Extrait:
Lettre d'enseignants désobéisseurs parisiens à leur inspecteur
Monsieur,
Votre dénonciation a porté ses fruits. Ma paye du mois d’avril a été réduite de 6/3oè soit 426 euros retirés. On peut dire que vous avez bien exécuté les demandes du « Père Fouettard » de l’Académie dans son intention de porter sur quelques boucs émissaires une sanction censée intimider les centaines d’enseignants qui refusent de cautionner ce que leur conscience professionnelle réprouve.
Pour ne pas parler des milliers qui ne font rien, sans rien dire, et sur lesquels les IA ferment les yeux du moment que ça ne se sait pas !
Vous avez bien cautionné le règne de l’hypocrisie, de l’incohérence et du mensonge, pour détruire ce que l’on vous demandait de défendre il n’y a pas si longtemps, et pour entretenir cette politique de division et corrosion des collectifs de travail qui est pourtant la condition sine qua non de la bonne marche de l’école.
Hypocrisie car on sait bien que l’AP n’a d’autre sens que d’être un alibi à la suppression des RASED, puisqu’on nous demande simplement de déclarer que l’on fait cette AP (quoi_que l’on fasse réellement par la suite !), puisque l’on sait que bien peu font cette AP demandée par le ministre.
Incohérence, car par exemple chaque échelon d’autorité adapte à sa façon, s’accommode selon les circonstances et les rapports de force, interdit ce que tel autre accepte, accueille tous les compromis ou s’en prend à certains qui « dérangent ».
A Marseille, l’IA sanctionne de 32/30ème de retrait de salaire des enseignants qui ont mis en place un club de théâtre subventionné par la mairie sur ce temps de l’AP, mais que l’IA juge « activité occupationnelle sans aucun rapport avec les instructions officielles et sans corrélation avec les besoins éducatifs des élèves ». Et, certains de vos collègues veulent que nous emmenions les enfants au musée le mercredi !
Mensonge, car c’est un élément essentiel de la rhétorique ministérielle qui n’avance ses arguments que par accumulation de mensonges (par intention, omission, dénégation, occultation) puisqu’elle ne tient que par l’absence de tout caractère sensé et raisonnable.
Et cela depuis le début, dès le lancement des « nouveaux programmes » justifiés par une formidable dénégation :« L'élaboration a été assez lente, avec l'inspection générale de l'enseignement primaire, des savants, des professeurs au Collège de France, ces programmes n'ont pas été décidés sur un coin de table de cuisine ».
Quand on sait qu’au contraire le ministère a évincé, contourné et même disqualifié l’ensemble des organismes, dispositifs, structures habituellement habilitées et expertes à la réflexion, recherche, négociation pour l’élaboration des programmes.
Qu’il a volontairement, par l’instauration annoncée et revendiquée « d’une nouvelle méthode de travail » qui met en avant la seule autorité d’un individu inspiré par des officines réactionnaires occultes nourries par la seule nostalgie de mythes indigents, évité le recours à l’expertise produite par les véritables acteurs de l’éducation, depuis le Conseil National des Programmes jusqu’à l’ensemble des associations de chercheurs, de didacticiens, de scientifiques, de pédagogues.

Matériel fourni:
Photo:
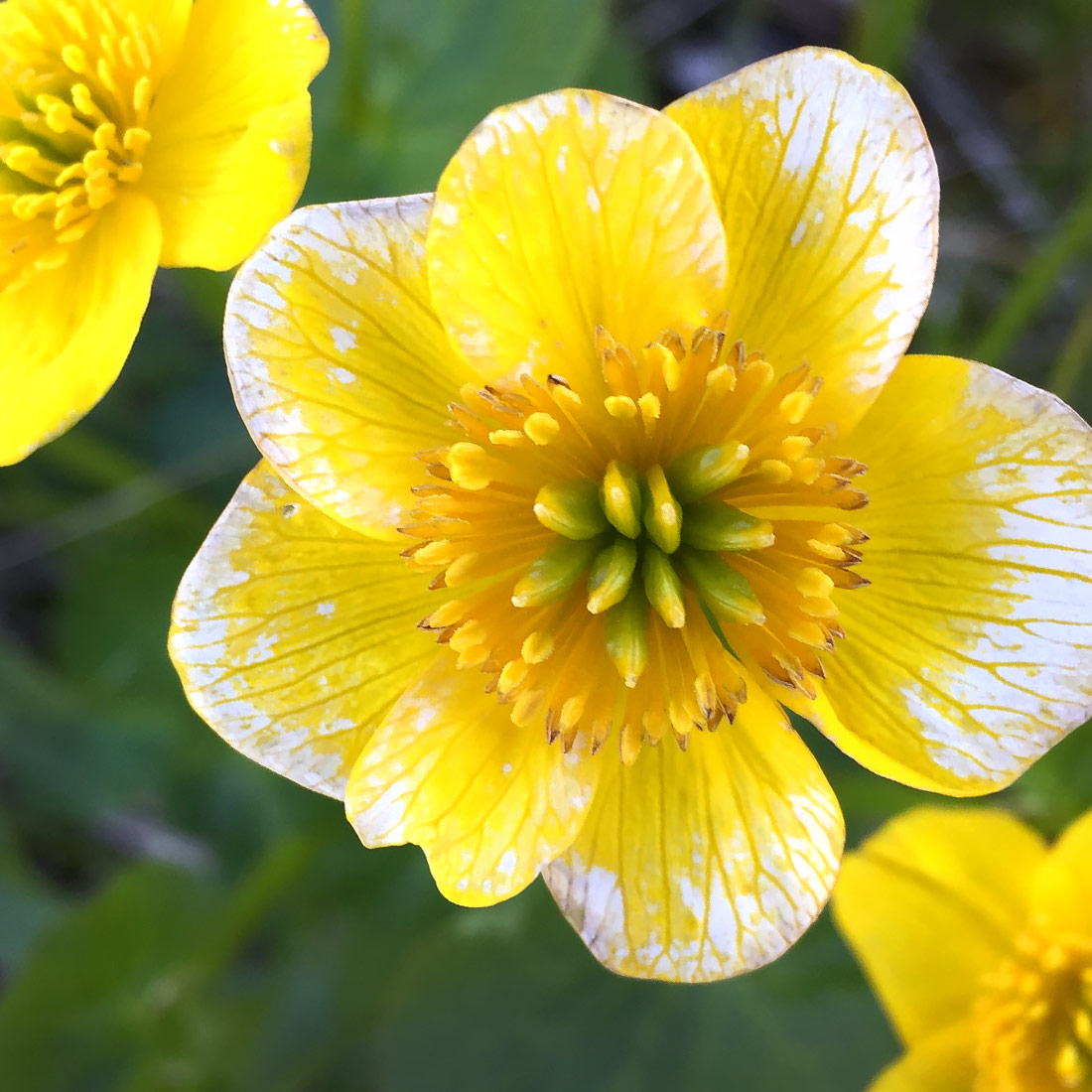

Exercice écrit A:
Recopiez la lettre des enseignants à leur inspecteur en commençant à « A Marseille, l’IA » et en terminant à « sensé et raisonnable. ».
Exercice écrit B:
Rédigez la suite de la lettre des enseignants à leur inspecteur, à partir de sa dernière phrase.

Corrigé A:
A Marseille, l’IA sanctionne de 32/30ème de retrait de salaire des enseignants qui ont mis en place un club de théâtre subventionné par la mairie sur ce temps de l’AP, mais que l’IA juge « activité occupationnelle sans aucun rapport avec les instructions officielles et sans corrélation avec les besoins éducatifs des élèves ». Et, certains de vos collègues veulent que nous emmenions les enfants au musée le mercredi !
Mensonge, car c’est un élément essentiel de la rhétorique ministérielle qui n’avance ses arguments que par accumulation de mensonges (par intention, omission, dénégation, occultation) puisqu’elle ne tient que par l’absence de tout caractère sensé et raisonnable.

Corrigé B:
Et pourquoi ceux-ci ont-ils tous récusés ces pseudo-nouveaux programmes ?
La Commission Permanente des IREM écrivait ainsi un argumentaire à Darcos se concluant par :« le caractère simpliste, infondé et contradictoire de ce projet, que nous dénonçons ici en ce qui concerne les mathématiques, nous conduit à en demander l’abandon immédiat » ?
L’Association pour la Recherche en Didactique des Mathématiques a fait une même déclaration très instructive le 4/03/08 .
Quant aux constats formulés par les associations de didacticiens en français ou histoire –géo pendant la phase de pseudo consultation, ils rejoignent les mêmes conclusions, en parlant de « formidable régression pédagogique, disciplinaire et didactique » !
Pourquoi même parmi les quelques rares personnes qui avaient accepté d’être citées nommément comme « autorité garante de la validité » de ces programmes, mais non consultées pour la rédaction, on note des réticences ou des silences réservés ?
Voir par exemple la réaction de Pierre Léna de l’Académie des Sciences partisan du programme « La main à la pâte » qui a désavoué la pédagogie béhavioriste promue par le ministre.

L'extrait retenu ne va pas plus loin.